What you need to do → From the data below, copy exactly the lines that lie between the one holding "# pick out one point per instance of the black" and the one holding "pixel 181 364", including both, and nothing more.
Extracted information START
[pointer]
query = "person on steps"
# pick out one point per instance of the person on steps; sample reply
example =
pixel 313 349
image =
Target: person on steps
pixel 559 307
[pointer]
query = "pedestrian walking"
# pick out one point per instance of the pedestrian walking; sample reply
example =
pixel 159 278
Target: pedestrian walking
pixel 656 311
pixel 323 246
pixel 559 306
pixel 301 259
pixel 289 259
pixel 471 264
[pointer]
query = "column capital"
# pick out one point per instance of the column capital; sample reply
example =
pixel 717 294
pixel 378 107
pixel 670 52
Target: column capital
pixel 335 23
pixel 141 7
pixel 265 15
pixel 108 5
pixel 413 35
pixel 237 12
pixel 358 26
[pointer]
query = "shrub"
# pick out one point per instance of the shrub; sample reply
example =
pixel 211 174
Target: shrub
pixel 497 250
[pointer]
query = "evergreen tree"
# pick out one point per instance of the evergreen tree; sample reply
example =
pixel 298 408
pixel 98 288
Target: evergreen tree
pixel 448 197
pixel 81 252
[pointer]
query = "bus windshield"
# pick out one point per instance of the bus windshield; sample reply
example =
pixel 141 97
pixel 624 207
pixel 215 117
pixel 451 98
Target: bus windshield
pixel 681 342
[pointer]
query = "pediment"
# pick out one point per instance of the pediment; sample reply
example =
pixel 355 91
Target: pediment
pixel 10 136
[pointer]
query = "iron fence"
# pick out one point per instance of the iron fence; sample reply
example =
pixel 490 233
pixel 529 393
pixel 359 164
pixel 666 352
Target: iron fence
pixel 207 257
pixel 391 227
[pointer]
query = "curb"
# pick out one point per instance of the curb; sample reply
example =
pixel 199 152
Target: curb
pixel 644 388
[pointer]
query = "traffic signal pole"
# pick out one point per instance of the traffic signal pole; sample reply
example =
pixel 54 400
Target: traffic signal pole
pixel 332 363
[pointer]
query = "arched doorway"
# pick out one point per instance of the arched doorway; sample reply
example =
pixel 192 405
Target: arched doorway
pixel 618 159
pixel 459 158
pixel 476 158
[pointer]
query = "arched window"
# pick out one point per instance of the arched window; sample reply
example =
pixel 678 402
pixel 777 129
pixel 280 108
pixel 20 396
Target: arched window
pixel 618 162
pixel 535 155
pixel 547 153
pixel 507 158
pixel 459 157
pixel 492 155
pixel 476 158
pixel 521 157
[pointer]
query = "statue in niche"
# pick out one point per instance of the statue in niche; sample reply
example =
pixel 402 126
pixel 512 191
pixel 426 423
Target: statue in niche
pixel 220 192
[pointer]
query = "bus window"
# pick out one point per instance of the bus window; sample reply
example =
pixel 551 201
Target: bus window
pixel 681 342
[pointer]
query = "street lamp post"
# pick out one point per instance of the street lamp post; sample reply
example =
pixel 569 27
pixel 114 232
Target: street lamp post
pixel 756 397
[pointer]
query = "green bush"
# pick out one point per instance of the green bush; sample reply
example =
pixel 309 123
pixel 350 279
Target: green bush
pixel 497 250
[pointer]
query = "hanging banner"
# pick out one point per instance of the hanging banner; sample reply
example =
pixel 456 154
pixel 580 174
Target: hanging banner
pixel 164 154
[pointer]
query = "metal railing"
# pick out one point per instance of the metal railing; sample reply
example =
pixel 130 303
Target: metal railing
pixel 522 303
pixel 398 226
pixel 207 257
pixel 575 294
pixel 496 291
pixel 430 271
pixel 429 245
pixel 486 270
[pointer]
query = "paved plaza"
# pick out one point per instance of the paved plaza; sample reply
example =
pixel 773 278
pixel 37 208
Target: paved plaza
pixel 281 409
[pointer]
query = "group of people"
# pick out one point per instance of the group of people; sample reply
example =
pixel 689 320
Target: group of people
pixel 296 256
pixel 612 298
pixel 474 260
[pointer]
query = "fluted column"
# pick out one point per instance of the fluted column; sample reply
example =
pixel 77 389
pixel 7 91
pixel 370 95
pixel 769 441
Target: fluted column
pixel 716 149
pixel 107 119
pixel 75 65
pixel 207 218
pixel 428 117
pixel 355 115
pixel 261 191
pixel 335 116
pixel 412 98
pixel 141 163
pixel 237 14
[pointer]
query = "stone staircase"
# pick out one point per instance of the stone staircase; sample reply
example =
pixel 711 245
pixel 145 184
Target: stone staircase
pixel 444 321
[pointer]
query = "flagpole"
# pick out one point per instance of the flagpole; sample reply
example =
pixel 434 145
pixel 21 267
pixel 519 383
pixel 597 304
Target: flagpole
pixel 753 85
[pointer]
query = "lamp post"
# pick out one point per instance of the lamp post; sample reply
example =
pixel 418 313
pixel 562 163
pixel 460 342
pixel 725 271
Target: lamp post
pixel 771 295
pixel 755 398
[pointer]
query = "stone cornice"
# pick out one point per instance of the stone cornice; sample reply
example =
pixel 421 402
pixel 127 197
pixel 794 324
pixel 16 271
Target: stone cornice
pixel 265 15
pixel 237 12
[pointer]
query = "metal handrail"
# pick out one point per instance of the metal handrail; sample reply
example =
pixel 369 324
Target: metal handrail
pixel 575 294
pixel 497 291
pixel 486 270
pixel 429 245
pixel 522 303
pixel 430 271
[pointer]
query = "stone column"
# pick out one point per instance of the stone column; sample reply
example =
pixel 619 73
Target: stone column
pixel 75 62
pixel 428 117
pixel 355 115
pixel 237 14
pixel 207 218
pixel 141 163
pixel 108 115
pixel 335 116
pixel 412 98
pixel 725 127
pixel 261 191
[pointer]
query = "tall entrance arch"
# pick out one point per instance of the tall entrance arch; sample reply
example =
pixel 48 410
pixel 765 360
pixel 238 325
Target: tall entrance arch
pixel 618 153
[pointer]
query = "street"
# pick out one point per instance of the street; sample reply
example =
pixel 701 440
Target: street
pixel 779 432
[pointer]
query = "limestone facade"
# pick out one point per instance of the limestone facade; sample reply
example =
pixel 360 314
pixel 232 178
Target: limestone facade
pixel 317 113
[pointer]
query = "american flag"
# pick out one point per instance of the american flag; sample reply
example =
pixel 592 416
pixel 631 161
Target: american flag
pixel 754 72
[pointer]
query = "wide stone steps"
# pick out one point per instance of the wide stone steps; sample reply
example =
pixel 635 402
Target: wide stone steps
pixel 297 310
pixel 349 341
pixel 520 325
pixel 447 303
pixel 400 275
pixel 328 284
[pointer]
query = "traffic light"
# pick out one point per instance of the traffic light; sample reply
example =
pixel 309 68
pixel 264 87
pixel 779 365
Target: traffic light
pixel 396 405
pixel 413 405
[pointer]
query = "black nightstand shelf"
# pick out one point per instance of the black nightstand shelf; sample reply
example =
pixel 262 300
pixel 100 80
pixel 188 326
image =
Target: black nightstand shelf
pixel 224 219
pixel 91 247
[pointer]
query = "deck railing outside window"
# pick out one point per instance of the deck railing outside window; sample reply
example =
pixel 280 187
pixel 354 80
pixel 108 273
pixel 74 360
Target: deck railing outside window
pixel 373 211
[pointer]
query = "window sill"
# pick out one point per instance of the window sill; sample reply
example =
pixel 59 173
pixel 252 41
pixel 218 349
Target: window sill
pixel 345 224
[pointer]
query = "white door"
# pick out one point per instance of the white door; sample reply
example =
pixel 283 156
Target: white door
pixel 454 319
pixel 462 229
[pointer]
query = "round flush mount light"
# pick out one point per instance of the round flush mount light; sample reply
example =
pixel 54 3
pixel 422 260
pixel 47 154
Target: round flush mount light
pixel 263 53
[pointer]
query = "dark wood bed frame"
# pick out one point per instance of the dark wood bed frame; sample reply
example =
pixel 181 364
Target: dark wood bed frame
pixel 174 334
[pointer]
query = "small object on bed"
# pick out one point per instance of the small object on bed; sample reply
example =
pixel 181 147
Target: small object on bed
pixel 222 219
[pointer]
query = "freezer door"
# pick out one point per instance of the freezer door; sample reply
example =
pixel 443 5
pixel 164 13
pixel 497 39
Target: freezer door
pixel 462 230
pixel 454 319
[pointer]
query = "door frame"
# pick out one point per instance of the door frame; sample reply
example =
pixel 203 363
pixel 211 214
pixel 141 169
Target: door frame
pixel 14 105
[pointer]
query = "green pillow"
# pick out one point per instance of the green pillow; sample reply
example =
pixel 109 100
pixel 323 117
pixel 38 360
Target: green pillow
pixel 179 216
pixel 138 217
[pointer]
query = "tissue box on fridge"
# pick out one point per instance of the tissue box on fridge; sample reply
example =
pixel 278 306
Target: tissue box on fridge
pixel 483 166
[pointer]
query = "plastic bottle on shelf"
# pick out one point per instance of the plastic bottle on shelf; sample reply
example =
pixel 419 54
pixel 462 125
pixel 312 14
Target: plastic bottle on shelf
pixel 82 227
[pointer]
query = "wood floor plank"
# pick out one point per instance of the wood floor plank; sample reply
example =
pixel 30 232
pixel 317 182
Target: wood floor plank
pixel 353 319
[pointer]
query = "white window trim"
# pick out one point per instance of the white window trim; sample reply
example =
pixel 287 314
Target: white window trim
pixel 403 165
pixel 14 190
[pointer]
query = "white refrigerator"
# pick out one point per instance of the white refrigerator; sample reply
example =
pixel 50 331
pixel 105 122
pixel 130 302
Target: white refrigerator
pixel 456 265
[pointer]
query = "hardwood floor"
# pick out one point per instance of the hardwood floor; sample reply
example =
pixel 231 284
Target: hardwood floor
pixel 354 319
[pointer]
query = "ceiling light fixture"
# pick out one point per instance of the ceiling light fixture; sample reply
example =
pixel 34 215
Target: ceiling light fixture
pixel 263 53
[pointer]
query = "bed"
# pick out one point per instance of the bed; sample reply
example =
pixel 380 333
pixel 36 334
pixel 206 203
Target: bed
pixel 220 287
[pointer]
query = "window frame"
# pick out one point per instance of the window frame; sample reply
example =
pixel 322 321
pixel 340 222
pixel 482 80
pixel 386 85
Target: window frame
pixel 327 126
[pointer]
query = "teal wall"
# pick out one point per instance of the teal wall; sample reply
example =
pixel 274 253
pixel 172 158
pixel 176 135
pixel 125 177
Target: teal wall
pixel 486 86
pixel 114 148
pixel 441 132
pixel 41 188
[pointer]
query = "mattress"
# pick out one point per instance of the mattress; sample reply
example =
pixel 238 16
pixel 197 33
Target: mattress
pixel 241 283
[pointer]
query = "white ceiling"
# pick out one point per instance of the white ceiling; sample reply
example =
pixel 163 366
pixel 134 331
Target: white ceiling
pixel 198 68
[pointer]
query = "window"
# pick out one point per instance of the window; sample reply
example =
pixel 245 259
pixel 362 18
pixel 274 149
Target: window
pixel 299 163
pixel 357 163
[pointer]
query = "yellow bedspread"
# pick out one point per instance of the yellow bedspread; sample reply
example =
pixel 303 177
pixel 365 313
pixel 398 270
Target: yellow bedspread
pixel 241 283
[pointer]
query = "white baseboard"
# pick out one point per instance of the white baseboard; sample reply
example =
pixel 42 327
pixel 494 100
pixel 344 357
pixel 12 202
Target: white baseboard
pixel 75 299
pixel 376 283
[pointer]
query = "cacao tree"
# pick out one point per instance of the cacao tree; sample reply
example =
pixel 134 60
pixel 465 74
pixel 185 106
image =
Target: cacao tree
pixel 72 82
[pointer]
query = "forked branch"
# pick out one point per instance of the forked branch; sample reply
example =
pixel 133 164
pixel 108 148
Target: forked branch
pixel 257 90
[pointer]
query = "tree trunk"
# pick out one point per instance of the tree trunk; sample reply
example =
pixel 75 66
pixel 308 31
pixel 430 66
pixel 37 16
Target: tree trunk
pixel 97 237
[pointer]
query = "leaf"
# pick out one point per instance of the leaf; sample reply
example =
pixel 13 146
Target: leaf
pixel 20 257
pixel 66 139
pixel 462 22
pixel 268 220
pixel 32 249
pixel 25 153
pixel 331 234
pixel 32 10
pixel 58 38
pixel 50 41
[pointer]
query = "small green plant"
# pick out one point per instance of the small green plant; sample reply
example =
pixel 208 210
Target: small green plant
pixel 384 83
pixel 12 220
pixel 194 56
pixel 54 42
Extracted information END
Exercise answer →
# pick out one point per instance of the black nightstand shelf; sample reply
example =
pixel 262 300
pixel 100 80
pixel 188 326
image =
Target: black nightstand shelf
pixel 224 219
pixel 91 247
[pointer]
query = "deck railing outside window"
# pick out one point per instance of the deck railing outside window; sample reply
example =
pixel 280 187
pixel 354 80
pixel 108 273
pixel 74 360
Target: deck railing outside window
pixel 373 211
[pointer]
query = "window sill"
# pick out one point per instance of the window sill; sample reply
example =
pixel 59 173
pixel 252 41
pixel 218 349
Target: window sill
pixel 345 224
[pointer]
query = "white door"
# pick out one point per instance of the white door; sample reply
example =
pixel 283 156
Target: white door
pixel 454 319
pixel 462 229
[pointer]
query = "round flush mount light"
# pick out one point per instance of the round flush mount light; sample reply
example =
pixel 54 3
pixel 422 260
pixel 47 154
Target: round flush mount light
pixel 263 53
[pointer]
query = "dark wood bed frame"
# pick out one point per instance of the dark wood bed frame; sample reply
example =
pixel 181 364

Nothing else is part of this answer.